**PROVIDED PASSAGE:**

↓↓↓

Not My Fault said government officials.

March 21, 2016 9:10 am

To be fair, global warming is supposed to cause more extreme weather fluctuations, so more extremes in both directions are exactly what you would expect.

Reply to  benben
March 21, 2016 9:15 am

So I suppose you have evidence that floods and drought are both becoming more common in Banglasesh?

Stewart Pid
Reply to  Paul Homewood
March 21, 2016 9:25 am

GLO-BULL warming causes droughts, floods and just right conditions …. don’t you guys know nothing 😉

george e. smith
Reply to  Paul Homewood
March 21, 2016 3:40 pm

Well there’s a difference between less water precipitated, and less water precipitated on my land. That is a consequence of climate NOT being a global constant of Nature.

Kalifornia Kook
Reply to  Paul Homewood
March 24, 2016 11:52 am

You’ve got to love a theory and its models that predict any result is expected. Positive or negative (not neutral) – all within range of the impacts of a catastrophic theory. In this case only one variant is constant: CO2 concentrations go up. The impacts on temperatures, rainfall, earthquakes(!), etc, are all over the place, but devastating. I marvel at the intelligence of the dinosaurs to be able to survive the Mesozoic at nearly 2500 ppm CO2. If only modern climate scientists had their intellect, the problem would assuredly go away.

Reply to  benben
March 21, 2016 9:17 am

In fact, there is substantial research that suggests that variability in the atmosphere could deamplify as the planet warms.

Reply to  benben
March 21, 2016 9:36 am

So, benben, that covers all the bases. Anythng that happens is the fault of global warming.

↑↑↑

**DATA EXTRACT:**
↓↓↓

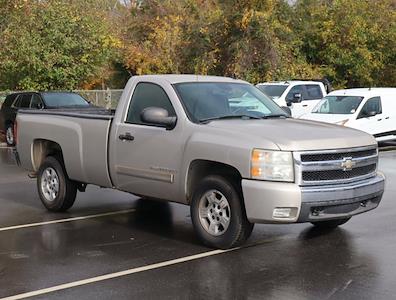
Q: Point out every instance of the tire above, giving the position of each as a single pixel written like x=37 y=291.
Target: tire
x=224 y=226
x=330 y=223
x=10 y=137
x=57 y=192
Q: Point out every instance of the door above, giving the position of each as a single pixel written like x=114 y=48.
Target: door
x=370 y=117
x=147 y=157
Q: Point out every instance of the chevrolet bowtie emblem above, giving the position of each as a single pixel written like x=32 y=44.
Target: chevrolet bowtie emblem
x=347 y=164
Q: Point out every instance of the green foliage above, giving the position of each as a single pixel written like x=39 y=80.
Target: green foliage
x=53 y=45
x=352 y=41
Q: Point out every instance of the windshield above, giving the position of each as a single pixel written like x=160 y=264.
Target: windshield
x=64 y=100
x=343 y=105
x=273 y=91
x=211 y=100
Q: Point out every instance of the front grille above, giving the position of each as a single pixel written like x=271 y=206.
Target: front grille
x=337 y=156
x=337 y=174
x=335 y=166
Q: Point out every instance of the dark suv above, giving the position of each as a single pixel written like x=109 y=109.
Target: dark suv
x=33 y=100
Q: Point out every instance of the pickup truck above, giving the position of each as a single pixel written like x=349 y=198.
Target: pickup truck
x=216 y=144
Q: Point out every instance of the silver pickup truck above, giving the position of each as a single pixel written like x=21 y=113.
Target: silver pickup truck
x=216 y=144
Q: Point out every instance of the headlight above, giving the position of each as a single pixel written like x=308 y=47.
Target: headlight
x=272 y=165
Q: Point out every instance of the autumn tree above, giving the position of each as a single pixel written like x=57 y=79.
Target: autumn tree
x=53 y=44
x=353 y=42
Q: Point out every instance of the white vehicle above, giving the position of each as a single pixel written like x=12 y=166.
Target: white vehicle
x=300 y=96
x=372 y=110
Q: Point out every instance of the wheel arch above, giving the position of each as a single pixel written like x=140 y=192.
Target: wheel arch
x=41 y=149
x=200 y=168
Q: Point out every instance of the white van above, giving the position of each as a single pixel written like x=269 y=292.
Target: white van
x=301 y=96
x=372 y=110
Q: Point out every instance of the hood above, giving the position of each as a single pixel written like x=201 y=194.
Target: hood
x=296 y=134
x=327 y=118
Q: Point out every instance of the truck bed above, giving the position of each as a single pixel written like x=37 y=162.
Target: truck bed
x=82 y=134
x=87 y=113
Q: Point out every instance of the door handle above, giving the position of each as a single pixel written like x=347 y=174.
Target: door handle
x=126 y=137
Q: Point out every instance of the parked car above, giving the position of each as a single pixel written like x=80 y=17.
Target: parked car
x=214 y=143
x=372 y=110
x=33 y=100
x=300 y=96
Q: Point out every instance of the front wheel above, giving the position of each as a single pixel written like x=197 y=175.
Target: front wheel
x=10 y=138
x=57 y=192
x=218 y=213
x=330 y=223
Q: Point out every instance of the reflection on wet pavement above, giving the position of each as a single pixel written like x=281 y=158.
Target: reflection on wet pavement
x=297 y=261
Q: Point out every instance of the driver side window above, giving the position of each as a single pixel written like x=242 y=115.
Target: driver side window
x=147 y=95
x=372 y=105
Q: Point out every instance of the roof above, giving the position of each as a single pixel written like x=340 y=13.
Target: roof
x=365 y=92
x=174 y=78
x=288 y=82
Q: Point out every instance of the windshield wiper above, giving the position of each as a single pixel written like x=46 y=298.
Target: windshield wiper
x=274 y=116
x=242 y=116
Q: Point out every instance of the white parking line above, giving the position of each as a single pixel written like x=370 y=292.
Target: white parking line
x=117 y=274
x=119 y=212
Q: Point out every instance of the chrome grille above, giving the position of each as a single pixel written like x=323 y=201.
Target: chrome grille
x=336 y=156
x=335 y=166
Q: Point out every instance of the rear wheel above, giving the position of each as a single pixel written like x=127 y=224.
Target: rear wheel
x=57 y=192
x=10 y=138
x=330 y=223
x=218 y=213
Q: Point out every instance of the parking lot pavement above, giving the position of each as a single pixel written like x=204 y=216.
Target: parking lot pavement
x=114 y=245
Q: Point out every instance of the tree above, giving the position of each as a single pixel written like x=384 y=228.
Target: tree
x=353 y=42
x=53 y=44
x=249 y=39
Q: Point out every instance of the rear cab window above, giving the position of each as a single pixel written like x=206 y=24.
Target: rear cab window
x=25 y=101
x=313 y=92
x=372 y=105
x=297 y=89
x=9 y=101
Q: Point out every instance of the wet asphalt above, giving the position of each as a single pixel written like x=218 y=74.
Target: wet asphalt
x=355 y=261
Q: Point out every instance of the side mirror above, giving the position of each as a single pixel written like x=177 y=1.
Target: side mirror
x=372 y=113
x=158 y=116
x=286 y=110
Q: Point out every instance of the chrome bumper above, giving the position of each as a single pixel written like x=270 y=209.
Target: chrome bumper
x=311 y=203
x=342 y=201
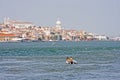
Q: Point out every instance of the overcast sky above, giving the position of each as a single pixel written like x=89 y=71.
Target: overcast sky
x=96 y=16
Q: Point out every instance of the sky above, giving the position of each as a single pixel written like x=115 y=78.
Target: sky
x=97 y=16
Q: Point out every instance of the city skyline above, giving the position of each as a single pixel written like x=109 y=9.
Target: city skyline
x=97 y=16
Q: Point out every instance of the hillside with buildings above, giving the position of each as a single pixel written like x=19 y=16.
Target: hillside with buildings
x=14 y=30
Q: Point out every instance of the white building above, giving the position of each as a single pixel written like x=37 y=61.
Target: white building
x=17 y=24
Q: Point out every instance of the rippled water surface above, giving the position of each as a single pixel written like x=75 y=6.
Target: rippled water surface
x=97 y=60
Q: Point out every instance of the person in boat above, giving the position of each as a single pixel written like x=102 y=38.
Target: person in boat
x=70 y=60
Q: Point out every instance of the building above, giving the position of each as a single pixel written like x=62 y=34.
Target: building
x=6 y=37
x=17 y=24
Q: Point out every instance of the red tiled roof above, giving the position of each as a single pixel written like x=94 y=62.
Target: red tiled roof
x=7 y=35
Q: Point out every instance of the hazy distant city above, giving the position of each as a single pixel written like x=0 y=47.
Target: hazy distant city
x=15 y=30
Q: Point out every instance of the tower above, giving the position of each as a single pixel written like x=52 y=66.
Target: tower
x=58 y=24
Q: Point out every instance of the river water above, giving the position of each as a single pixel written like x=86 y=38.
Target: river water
x=97 y=60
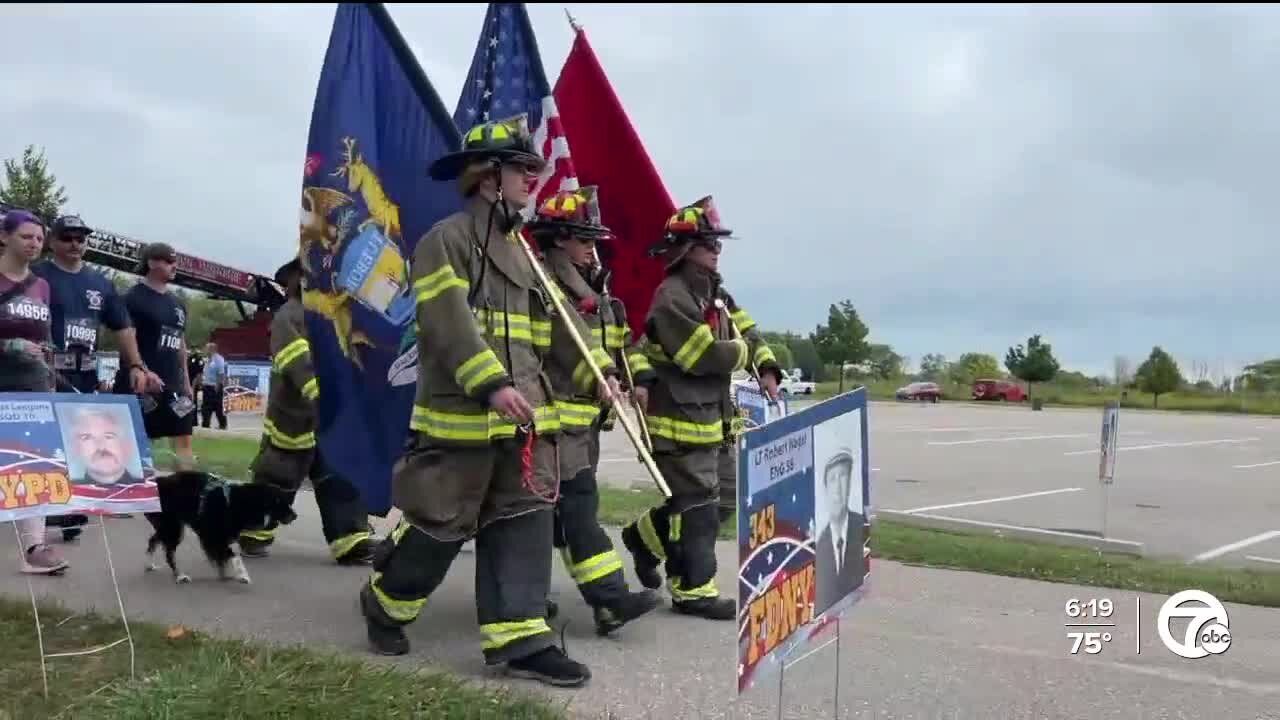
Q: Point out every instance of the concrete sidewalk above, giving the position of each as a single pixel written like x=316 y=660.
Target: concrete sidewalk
x=924 y=643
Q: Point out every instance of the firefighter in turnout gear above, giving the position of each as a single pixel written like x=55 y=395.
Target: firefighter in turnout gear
x=567 y=228
x=288 y=451
x=695 y=347
x=481 y=459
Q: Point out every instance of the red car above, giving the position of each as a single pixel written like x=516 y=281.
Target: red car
x=922 y=392
x=1002 y=391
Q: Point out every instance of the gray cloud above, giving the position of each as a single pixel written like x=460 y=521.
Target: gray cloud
x=967 y=176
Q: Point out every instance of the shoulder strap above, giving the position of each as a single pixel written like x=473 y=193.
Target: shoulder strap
x=18 y=288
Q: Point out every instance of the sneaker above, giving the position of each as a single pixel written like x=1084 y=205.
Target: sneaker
x=708 y=607
x=647 y=570
x=630 y=607
x=252 y=547
x=385 y=638
x=551 y=666
x=44 y=560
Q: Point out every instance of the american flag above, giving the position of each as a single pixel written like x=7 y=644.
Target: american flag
x=507 y=80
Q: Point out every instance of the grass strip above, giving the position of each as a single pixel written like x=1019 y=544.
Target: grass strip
x=195 y=677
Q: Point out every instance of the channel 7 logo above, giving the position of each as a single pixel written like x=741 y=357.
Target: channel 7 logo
x=1206 y=630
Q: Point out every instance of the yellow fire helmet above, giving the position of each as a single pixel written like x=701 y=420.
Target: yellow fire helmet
x=693 y=223
x=507 y=141
x=570 y=213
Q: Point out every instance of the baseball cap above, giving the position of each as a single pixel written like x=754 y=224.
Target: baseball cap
x=155 y=251
x=71 y=224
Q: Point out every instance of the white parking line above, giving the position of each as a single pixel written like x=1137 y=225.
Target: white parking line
x=1257 y=465
x=1256 y=559
x=960 y=429
x=1015 y=438
x=1157 y=445
x=1234 y=546
x=991 y=500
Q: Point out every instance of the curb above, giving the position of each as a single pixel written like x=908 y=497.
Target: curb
x=1016 y=532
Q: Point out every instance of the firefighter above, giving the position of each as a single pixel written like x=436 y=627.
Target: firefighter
x=480 y=461
x=694 y=347
x=566 y=229
x=288 y=450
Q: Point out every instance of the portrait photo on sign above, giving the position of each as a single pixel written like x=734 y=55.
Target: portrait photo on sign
x=839 y=509
x=100 y=443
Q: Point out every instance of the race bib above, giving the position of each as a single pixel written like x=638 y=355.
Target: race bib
x=170 y=338
x=27 y=309
x=81 y=332
x=181 y=406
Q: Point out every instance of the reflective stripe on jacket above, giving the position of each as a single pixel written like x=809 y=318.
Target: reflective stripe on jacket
x=291 y=405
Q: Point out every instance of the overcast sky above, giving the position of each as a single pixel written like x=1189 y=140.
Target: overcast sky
x=967 y=176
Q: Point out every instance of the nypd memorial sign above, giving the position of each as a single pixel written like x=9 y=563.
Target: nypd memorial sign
x=803 y=501
x=73 y=454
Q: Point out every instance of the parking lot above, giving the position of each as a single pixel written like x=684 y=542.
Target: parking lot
x=1198 y=487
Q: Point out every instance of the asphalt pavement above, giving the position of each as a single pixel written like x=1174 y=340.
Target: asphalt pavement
x=922 y=643
x=1191 y=487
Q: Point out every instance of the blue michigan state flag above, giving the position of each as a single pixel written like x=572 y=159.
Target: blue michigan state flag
x=366 y=199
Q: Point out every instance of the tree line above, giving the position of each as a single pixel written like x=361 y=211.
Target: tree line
x=842 y=345
x=30 y=183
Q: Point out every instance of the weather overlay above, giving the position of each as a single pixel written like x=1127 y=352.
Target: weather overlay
x=801 y=506
x=63 y=454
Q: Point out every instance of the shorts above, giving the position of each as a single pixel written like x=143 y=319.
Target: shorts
x=163 y=422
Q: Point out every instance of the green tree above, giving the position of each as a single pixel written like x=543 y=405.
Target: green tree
x=805 y=354
x=933 y=367
x=30 y=185
x=974 y=365
x=1159 y=374
x=844 y=337
x=885 y=364
x=784 y=355
x=1261 y=377
x=1033 y=363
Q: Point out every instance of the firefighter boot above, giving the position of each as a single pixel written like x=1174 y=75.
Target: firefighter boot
x=647 y=560
x=360 y=554
x=691 y=578
x=552 y=666
x=609 y=618
x=387 y=637
x=708 y=607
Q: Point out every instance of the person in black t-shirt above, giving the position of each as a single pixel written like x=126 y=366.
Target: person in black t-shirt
x=160 y=323
x=82 y=301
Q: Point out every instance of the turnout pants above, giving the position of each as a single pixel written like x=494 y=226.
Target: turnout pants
x=727 y=472
x=503 y=499
x=343 y=515
x=681 y=532
x=585 y=548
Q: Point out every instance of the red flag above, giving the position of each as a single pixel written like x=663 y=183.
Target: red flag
x=608 y=154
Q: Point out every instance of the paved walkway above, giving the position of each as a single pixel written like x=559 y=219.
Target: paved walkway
x=923 y=645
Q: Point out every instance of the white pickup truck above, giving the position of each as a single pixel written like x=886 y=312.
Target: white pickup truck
x=792 y=384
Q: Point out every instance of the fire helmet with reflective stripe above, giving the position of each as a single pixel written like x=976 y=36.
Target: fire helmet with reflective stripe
x=506 y=141
x=572 y=213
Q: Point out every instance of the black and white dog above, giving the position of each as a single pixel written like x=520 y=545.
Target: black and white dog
x=218 y=513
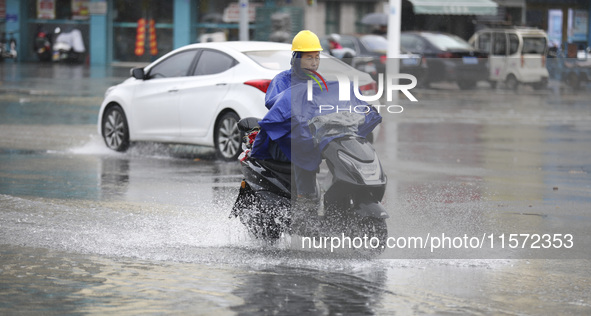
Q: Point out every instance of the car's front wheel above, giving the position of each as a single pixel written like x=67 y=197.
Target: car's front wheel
x=115 y=129
x=227 y=136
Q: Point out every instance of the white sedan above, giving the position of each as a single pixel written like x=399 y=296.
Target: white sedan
x=196 y=94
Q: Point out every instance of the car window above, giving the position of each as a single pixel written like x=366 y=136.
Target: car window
x=499 y=44
x=447 y=42
x=513 y=44
x=412 y=43
x=375 y=43
x=271 y=59
x=348 y=43
x=213 y=62
x=534 y=45
x=484 y=42
x=176 y=65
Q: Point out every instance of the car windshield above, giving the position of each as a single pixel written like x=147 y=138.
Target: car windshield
x=375 y=43
x=329 y=68
x=534 y=45
x=271 y=59
x=447 y=42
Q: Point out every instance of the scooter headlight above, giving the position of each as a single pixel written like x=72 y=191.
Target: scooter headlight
x=369 y=171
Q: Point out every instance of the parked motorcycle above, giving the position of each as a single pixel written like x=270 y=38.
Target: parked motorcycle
x=8 y=47
x=351 y=203
x=42 y=46
x=68 y=46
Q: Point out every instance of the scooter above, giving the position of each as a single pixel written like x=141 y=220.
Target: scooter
x=350 y=205
x=42 y=46
x=8 y=47
x=68 y=47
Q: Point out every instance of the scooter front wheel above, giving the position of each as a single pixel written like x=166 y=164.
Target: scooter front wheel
x=374 y=232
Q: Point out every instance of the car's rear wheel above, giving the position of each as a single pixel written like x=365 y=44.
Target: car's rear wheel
x=115 y=129
x=467 y=84
x=511 y=82
x=227 y=136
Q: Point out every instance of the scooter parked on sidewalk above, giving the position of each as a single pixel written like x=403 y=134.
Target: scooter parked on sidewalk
x=42 y=46
x=8 y=46
x=68 y=46
x=350 y=206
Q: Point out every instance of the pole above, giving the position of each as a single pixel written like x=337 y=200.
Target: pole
x=394 y=17
x=243 y=27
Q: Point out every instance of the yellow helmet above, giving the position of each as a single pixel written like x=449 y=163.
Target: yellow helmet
x=305 y=41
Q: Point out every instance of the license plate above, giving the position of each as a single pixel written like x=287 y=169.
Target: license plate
x=410 y=61
x=470 y=60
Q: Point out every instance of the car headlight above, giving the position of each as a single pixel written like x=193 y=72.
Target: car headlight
x=369 y=171
x=109 y=90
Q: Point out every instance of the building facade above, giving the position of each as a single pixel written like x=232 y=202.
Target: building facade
x=143 y=30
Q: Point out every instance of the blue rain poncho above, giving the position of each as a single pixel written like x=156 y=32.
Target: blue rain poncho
x=287 y=123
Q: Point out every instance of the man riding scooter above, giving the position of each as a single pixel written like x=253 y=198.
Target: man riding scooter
x=287 y=120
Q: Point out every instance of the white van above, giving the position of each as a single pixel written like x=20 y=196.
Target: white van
x=516 y=55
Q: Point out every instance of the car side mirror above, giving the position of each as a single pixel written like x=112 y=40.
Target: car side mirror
x=138 y=73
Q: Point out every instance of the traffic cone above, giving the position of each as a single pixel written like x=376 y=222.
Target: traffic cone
x=140 y=39
x=153 y=44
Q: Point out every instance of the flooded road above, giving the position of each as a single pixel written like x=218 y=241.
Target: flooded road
x=84 y=230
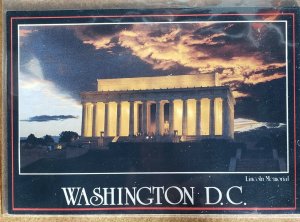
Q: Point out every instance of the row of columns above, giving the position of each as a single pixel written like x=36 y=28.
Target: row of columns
x=159 y=118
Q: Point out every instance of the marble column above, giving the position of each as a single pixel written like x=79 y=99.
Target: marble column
x=184 y=117
x=131 y=118
x=145 y=117
x=212 y=117
x=171 y=117
x=198 y=117
x=119 y=106
x=84 y=119
x=159 y=118
x=106 y=119
x=94 y=119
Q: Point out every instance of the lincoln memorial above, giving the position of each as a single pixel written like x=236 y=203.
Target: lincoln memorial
x=185 y=106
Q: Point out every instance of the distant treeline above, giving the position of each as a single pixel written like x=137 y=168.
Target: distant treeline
x=64 y=137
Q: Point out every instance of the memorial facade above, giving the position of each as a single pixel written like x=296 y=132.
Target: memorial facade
x=181 y=105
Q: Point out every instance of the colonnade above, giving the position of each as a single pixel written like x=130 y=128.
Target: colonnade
x=187 y=117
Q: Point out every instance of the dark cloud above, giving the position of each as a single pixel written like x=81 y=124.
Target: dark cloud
x=46 y=118
x=266 y=103
x=250 y=57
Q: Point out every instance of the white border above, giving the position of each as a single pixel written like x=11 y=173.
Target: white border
x=150 y=173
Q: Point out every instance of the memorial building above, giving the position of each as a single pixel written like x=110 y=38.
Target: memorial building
x=186 y=106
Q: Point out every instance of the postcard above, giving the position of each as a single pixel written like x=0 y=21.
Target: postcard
x=166 y=111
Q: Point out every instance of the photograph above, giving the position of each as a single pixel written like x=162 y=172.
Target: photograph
x=152 y=111
x=153 y=97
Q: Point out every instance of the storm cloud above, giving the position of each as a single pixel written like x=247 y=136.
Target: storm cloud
x=247 y=56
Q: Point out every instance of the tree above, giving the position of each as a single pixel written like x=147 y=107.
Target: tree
x=48 y=140
x=68 y=136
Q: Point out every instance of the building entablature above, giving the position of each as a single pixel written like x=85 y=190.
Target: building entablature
x=156 y=95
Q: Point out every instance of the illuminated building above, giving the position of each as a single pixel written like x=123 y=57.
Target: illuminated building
x=196 y=106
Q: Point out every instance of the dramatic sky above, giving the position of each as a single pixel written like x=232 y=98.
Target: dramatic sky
x=59 y=62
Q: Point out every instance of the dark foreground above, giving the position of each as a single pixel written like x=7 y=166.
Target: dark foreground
x=210 y=156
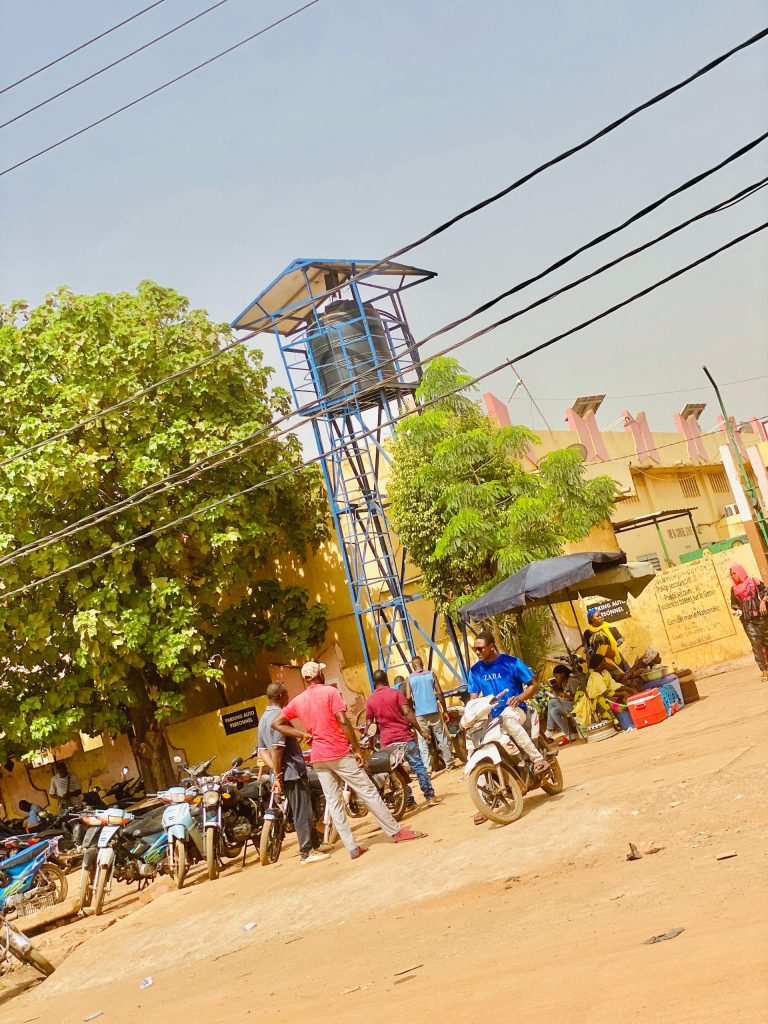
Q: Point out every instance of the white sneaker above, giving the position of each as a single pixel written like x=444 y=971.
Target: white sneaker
x=314 y=857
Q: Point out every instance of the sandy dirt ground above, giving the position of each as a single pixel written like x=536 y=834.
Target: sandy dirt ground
x=543 y=920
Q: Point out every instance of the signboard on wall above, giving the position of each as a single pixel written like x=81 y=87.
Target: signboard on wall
x=240 y=721
x=612 y=611
x=692 y=605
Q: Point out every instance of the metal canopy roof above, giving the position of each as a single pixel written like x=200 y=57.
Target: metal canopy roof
x=652 y=518
x=291 y=295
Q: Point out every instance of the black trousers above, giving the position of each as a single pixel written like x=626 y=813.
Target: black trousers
x=300 y=800
x=757 y=631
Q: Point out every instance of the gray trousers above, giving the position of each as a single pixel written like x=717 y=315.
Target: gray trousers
x=333 y=775
x=440 y=733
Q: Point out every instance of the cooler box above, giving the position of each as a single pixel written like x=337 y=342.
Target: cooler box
x=672 y=700
x=646 y=709
x=689 y=690
x=625 y=721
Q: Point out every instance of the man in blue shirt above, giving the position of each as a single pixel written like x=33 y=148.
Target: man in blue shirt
x=494 y=673
x=424 y=692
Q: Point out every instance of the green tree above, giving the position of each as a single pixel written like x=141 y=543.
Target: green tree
x=466 y=508
x=119 y=643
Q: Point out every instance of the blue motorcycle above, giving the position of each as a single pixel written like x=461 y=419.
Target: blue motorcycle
x=117 y=846
x=29 y=881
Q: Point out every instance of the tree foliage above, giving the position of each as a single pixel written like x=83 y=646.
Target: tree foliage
x=464 y=505
x=121 y=641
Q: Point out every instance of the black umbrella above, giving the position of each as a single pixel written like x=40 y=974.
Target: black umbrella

↑↑↑

**REQUEST 1:**
In the comment thread, what CO2 concentration does one commenter say the dinosaurs survived during the Mesozoic?
**REQUEST 2:**
Update the comment thread by writing out everything from "You’ve got to" down to "assuredly go away.", with "dinosaurs" changed to "trilobites".
**REQUEST 3:**
Write what comes next in the comment thread on global warming, picking up after its final comment.
The listing plays no part in this work.

**EXERCISE ANSWER 1:**
Nearly 2500 ppm.

**EXERCISE ANSWER 2:**
You’ve got to love a theory and its models that predict any result is expected. Positive or negative (not neutral) – all within range of the impacts of a catastrophic theory. In this case only one variant is constant: CO2 concentrations go up. The impacts on temperatures, rainfall, earthquakes(!), etc, are all over the place, but devastating. I marvel at the intelligence of the trilobites to be able to survive the Mesozoic at nearly 2500 ppm CO2. If only modern climate scientists had their intellect, the problem would assuredly go away.

**EXERCISE ANSWER 3:**
Do you have any idea how stupid you sound? How old are you, anyway? Twelve?

Alan the Brit
Reply to  dbstealey
March 21, 2016 9:50 am

As one statement made by the Wet Office covered all bases too. SOme areas will hav more rain, some areas will have less rain. Some areas will be drier, other areas will be wetter! This Climate predicion crap is easy-peasy. Just state every conceivable weather event possible & your prediction will be right somewhere down the line!

Reply to  dbstealey
March 21, 2016 10:54 am

Honestly, it would be nice if the mods step in every now and then. This behaviour of dbstealey is unacceptable. And ironic, considering that I haven’t tried to win an argument by calling someone names since I was twelve

Reply to  dbstealey
March 21, 2016 12:47 pm

Stop writing as if you’re a 12-year old and we’ll treat you like an adult. Read KD’s comment below. The things you are advocating are literally killing people. But you don’t care. You’re taken a position. You’ve dug your heels in, and you refuse to discuss the real problems — problems that are caused by people like you, running interference against the policies that would help feed them.
The added CO2 in the air is keeping food costs down. There is plenty of food available using the correct policies. But your side is comprised of the corrupt UN and other governments that are using the “carbon” scare to raise taxes. If you have even average intelligence you should be able to see that.
You should also be able to see that the rise in CO2 has been entirely beneficial. It is a completely harmless trace gas that you would be unaware of if people didn’t have sensitive instruments to measure it.
And what did they find? Over the past century CO2 has risen by just one part in 10,000. The only result has been a greening of the planet. But you want that to stop.
You argue as if you have actual evidence of your assertions and beliefs. You don’t. How often have we asked for someone like you to produce measurements quantifying the fraction of anthropogenic warming, out of all global warming? But you can never produce those measurements.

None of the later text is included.